[START EXTRACTED RECORDS]

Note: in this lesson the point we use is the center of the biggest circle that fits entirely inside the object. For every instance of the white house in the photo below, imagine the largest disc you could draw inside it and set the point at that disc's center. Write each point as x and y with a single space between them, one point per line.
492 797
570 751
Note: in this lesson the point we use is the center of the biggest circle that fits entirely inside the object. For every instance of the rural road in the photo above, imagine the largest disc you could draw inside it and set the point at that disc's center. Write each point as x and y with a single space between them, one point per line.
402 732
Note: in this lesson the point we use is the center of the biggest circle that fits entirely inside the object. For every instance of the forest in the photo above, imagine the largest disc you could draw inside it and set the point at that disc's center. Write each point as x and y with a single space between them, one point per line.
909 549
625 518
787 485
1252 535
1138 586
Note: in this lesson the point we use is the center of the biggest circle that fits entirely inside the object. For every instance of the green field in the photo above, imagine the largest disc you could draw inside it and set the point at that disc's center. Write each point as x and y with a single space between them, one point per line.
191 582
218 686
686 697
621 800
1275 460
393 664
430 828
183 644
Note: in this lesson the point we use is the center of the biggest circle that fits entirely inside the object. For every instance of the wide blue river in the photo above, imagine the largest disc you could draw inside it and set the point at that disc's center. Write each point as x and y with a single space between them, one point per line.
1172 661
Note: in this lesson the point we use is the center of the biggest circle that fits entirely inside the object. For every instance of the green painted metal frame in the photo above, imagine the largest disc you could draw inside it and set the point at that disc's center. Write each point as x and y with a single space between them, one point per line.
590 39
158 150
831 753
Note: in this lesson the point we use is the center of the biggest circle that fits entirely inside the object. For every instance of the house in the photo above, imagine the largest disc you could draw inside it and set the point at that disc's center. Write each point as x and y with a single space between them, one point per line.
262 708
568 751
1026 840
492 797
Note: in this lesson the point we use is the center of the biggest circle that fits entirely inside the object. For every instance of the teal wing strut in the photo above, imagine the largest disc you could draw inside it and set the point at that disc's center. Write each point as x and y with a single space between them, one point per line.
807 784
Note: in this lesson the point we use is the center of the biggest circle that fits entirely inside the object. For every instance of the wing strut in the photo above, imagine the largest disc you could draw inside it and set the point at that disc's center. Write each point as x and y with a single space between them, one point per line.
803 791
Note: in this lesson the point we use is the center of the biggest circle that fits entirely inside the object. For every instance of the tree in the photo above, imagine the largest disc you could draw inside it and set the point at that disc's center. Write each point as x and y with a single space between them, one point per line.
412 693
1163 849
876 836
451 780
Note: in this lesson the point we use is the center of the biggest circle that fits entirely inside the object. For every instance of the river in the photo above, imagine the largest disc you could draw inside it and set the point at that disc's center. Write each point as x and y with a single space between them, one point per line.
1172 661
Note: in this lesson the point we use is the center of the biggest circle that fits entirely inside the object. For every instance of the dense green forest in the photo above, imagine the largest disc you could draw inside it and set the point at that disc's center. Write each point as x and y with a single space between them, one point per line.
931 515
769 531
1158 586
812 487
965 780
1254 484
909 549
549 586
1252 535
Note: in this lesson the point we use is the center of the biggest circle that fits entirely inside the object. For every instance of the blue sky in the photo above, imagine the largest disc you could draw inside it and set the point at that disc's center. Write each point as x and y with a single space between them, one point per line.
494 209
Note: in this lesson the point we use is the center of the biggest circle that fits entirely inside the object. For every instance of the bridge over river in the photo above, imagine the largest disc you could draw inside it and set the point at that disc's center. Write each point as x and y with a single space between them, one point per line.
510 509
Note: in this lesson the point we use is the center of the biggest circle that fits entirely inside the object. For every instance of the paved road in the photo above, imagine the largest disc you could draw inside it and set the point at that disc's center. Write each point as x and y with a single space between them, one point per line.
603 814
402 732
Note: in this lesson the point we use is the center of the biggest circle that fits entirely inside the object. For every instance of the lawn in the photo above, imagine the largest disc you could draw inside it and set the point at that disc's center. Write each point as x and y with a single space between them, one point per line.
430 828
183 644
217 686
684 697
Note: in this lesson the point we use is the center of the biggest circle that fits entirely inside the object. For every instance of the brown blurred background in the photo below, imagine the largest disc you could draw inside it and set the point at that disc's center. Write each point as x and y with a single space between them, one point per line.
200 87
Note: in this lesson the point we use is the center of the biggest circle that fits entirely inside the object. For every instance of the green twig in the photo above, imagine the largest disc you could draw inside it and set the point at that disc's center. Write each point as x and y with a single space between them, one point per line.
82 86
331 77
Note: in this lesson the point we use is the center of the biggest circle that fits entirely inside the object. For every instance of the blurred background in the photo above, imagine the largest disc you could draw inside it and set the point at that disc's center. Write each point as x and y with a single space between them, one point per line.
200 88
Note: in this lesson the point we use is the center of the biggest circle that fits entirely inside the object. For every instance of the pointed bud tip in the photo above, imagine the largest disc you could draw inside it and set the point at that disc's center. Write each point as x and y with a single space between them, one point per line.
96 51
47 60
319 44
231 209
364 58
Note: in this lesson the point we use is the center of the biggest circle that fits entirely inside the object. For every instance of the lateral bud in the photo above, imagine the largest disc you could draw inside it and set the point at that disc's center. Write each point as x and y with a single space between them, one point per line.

[END EXTRACTED RECORDS]

* [WORK INSTRUCTIONS]
Each line of the listing should be copied exactly.

* [SOLUTION]
Note: in this lesson the point we use is the center of the biggest circle that fits entirely inside the object. For every instance of the white house in the photo below, imagine the largest disc you could draw inside it and set the point at that disc's center. Write each point as x and y with a single space between them, one point per line.
492 797
570 751
Note: in this lesson the point we use is the center of the biggest circle that fits entirely inside the object. For every instance of the rural road in the photo above, imagine the largest disc you could draw inside it and set the point at that disc's center. Write each point as x and y with a single space between them, one point per line.
402 732
Note: in this lesson the point we use is the center of the biggest circle that fits entirely inside the object. For every instance of the forest in the photo above, imagine the largest disc you could draw inside it and set the point at that disc's center. Write each point as x and y with a single space between them, one point per line.
909 549
625 518
787 485
1252 535
1138 586
Note: in this lesson the point we use is the center of the biggest circle that fits entirely inside the object. For every instance of the green field in the photo above, imagine the largest disc you could draw inside it and set the point at that disc's center. Write each point as x and y with a single space between them, one point per line.
191 582
218 686
686 697
621 800
1275 460
393 664
430 828
183 644
Note: in this lesson the point we use is the center of the biggest circle that fits entirely inside the object. For every instance of the wide blue river in the photo above, imagine the largest disc you could draw inside it and set the point at that disc's center. Write each point as x and y with a single space between them, one point per line.
1172 661
Note: in this lesson the point we use is the center of the biggest circle that fits entirely inside the object. For every instance of the green painted metal frame in the photo above, imagine the largest disc you could draw inside it and set the point at that disc's center. Write each point as x and y with a single space between them, one point per line.
590 39
158 150
831 753
Note: in this lesson the point we use is the center of the biggest circle that fits entirely inside the object. For every instance of the house in the photo above, imagine the largest disc you could draw inside it and set the point at that disc's center. Write each point as x and y with a single space between them, one point per line.
262 708
568 751
1026 840
492 797
Note: in this lesson the point we use is the center of the biggest circle that fits entirely inside the object. For every instance of the teal wing strut in the photo above, imagine the largest disc you could draw inside it and set the point at that disc's center. Write each point as x and y with a single space between them, one point per line.
807 784
Note: in this lesson the point we use is the center of the biggest circle that fits entirely inside the object. For every instance of the wing strut in the photo above, imagine the largest disc you could draw inside it and set the point at that disc's center. Write each point as x and y with a single space between them, one point per line.
803 791
Note: in this lesson the point we use is the center of the biggest circle that fits entirely inside the object. For every instance of the tree in the photo above, imagine the largest disc you could draw inside it and set the point at that disc's center. Write each point as x and y with a single space between them, one point per line.
412 693
1163 849
876 836
451 780
Note: in this lesson the point we use is the center of the biggest circle that fits entirely inside the object. For every instance of the river in the photo above, imagine the largest disc you could draw inside it and set the point at that disc's center. Write each point as x and y with a single space between them, one point per line.
1172 661
Note: in this lesson the point we use is the center of the biggest circle that fits entirely inside the object. For every instance of the dense green forest in the photo above, imagine the largest disc you could draw inside it and set the point at that disc's center. Write each point as x and y with a single space between them, one point per line.
931 515
769 531
1158 586
812 487
965 780
1254 484
909 549
549 586
1252 535
Note: in this lesson the point we use is the center of the biggest circle that fits entirely inside the object. For every instance of the blue sky in the photo above, imagine the largest disc you could draw inside it and set the point at that disc's center. Write each point as x and y with a single space between them, one point per line.
494 209
Note: in this lesson the point we use is the center of the biggest circle that fits entirely inside the object. For every instance of the bridge over river in the photo above, imagine the largest disc you could draw inside it and set the point at that disc's center. Write each point as x and y with a single space between them, one point per line.
510 509
Note: in this lesson the point we use is the center of the biggest circle that fits entirely inside the object. For every instance of the paved road in the photo above, imagine the largest disc you could draw inside it and set the point at that disc's center. Write each point as x and y with a single space between them, one point per line.
603 814
402 732
Note: in this lesson the point we use is the center of the biggest circle that fits entirely inside the object. For every instance of the lawn in the photo above, imagine the largest disc you could draw inside it and set the point at that disc's center. Write each point as x and y with a single space between them, one point per line.
430 828
183 644
217 686
684 697
Note: in this lesson the point we use is the center of the biggest circle that fits entirely inside the object. For every instance of the brown blurred background in the photo below, imagine the largest disc you could draw inside it and set the point at that disc's center. Write each point as x and y with a single space between them, one point per line.
200 87
Note: in this lesson the point we use is the center of the biggest circle that fits entirely inside the object. For every instance of the green twig in the photo above, imagine the largest disc you could draw inside it and set the point at that disc's center. Write each point as x and y with a single space between them, one point per line.
82 86
331 77
Note: in this lesson the point we use is the center of the biggest circle that fits entirely inside the object. For every instance of the blurred background in the photo above, imagine the largest disc you could draw inside it and set the point at that disc's center. Write each point as x and y with a single space between them, one point per line.
200 88
Note: in this lesson the point we use is the center of the biggest circle that fits entirely inside the object. For every instance of the pointed bud tip in the photo above, imagine the largest disc you could draw inside it and set the point at that disc's center. Write each point as x and y with a single space between them, one point per line.
96 51
47 60
319 44
231 209
364 58
Note: in this lesson the point we use is the center of the biggest circle that fits entirely inside the object. For every instance of the lateral bud in the photo above, imagine the largest disc you could draw inside it and set the point at that disc's center. Write each point as x and y with a single space between them, one point per line.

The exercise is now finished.